## TAREFA A
Segundo o trecho selecionado sobre a criação de galinhas, a partir de quando as aves passaram a ser engaioladas?

## TRECHO SELECIONADO
Antes do ovo, vem a galinha

O passado bate à porta das granjas de produção de ovos. Dos Estados Unidos à Ásia, um novo clamor do mercado pede aos avicultores que voltem aos tempos dos nossos avós, quando as galinhas eram criadas como galinhas e não como robôs que só comem e chocam. Desde a automação das propriedades, nos anos 1980, as aves passaram a ser engaioladas num sistema de produção em massa que viabilizou o consumo mundial e transformou o ovo na principal proteína animal em vários países, principalmente nos menos desenvolvidos, mas que chegou a tal ponto que provocou uma inevitável reação.

## DADOS DO EXERCÍCIO

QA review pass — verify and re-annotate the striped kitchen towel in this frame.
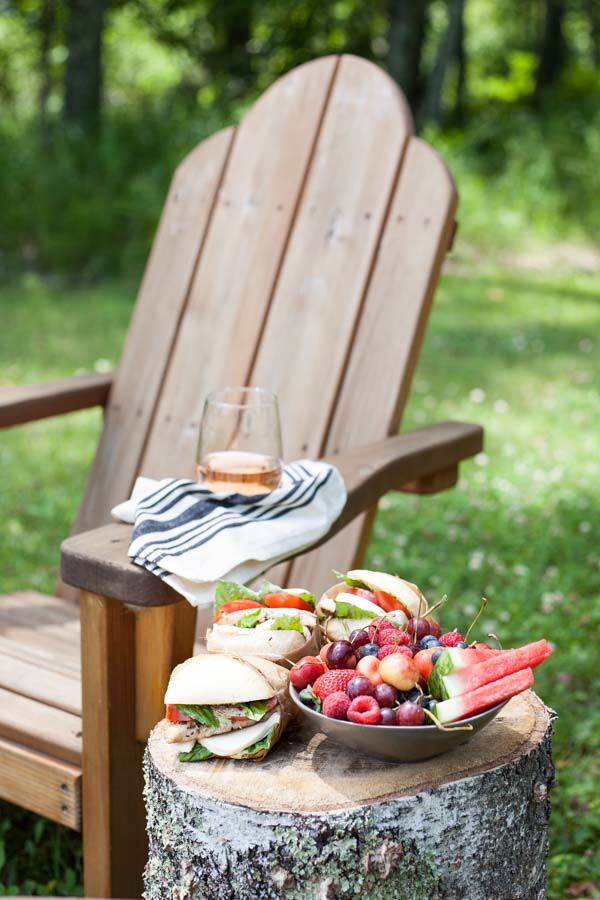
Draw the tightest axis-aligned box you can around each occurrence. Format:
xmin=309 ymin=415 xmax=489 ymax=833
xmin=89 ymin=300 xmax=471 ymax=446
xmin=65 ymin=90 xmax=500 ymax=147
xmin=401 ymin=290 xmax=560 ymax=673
xmin=112 ymin=459 xmax=346 ymax=607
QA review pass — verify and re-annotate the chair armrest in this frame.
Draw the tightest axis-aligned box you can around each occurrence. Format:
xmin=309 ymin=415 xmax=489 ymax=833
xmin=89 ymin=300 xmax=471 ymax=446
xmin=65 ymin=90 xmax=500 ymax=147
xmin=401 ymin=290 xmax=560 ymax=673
xmin=0 ymin=372 xmax=114 ymax=428
xmin=321 ymin=422 xmax=483 ymax=543
xmin=61 ymin=422 xmax=483 ymax=606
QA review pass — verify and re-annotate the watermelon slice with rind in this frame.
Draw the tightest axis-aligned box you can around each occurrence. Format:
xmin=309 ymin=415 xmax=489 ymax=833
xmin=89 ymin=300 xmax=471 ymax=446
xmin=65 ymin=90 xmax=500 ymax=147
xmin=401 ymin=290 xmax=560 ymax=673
xmin=441 ymin=640 xmax=552 ymax=699
xmin=427 ymin=644 xmax=501 ymax=700
xmin=432 ymin=668 xmax=533 ymax=725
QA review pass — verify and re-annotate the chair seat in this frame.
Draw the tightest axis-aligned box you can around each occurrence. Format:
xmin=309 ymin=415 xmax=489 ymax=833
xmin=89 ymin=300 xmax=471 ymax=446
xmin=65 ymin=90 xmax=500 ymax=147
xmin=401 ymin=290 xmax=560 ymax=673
xmin=0 ymin=591 xmax=82 ymax=829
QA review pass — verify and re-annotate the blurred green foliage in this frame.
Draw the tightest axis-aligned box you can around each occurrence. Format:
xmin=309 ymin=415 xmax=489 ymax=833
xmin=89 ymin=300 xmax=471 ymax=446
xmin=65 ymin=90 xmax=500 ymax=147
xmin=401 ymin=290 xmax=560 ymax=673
xmin=0 ymin=0 xmax=600 ymax=279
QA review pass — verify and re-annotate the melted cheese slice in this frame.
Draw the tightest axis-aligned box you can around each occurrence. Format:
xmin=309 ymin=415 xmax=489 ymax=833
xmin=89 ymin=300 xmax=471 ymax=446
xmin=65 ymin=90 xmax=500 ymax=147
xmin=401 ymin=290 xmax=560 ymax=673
xmin=201 ymin=710 xmax=281 ymax=756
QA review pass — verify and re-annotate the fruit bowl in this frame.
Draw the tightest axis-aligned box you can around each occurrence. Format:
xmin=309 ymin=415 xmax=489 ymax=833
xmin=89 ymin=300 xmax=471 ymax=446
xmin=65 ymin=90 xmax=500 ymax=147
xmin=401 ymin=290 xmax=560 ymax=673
xmin=289 ymin=684 xmax=508 ymax=762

## TAREFA B
Apresente como CSV de duas colunas, "pedido" e "resposta", somente as linhas de dados que vão da linha que contém "QA review pass — verify and re-annotate the blurred" até a linha que contém "xmin=0 ymin=0 xmax=600 ymax=279", ambas incluídas. Use uma linha por pedido, com cada campo entre aspas e as quebras de linha substituídas por espaços.

## RESULTADO FINAL A
Desde a automação das propriedades, nos anos 1980.

## RESULTADO FINAL B
pedido,resposta
"QA review pass — verify and re-annotate the blurred green foliage in this frame. Draw the tightest axis-aligned box you can around each occurrence. Format: xmin=309 ymin=415 xmax=489 ymax=833 xmin=89 ymin=300 xmax=471 ymax=446 xmin=65 ymin=90 xmax=500 ymax=147 xmin=401 ymin=290 xmax=560 ymax=673","xmin=0 ymin=0 xmax=600 ymax=279"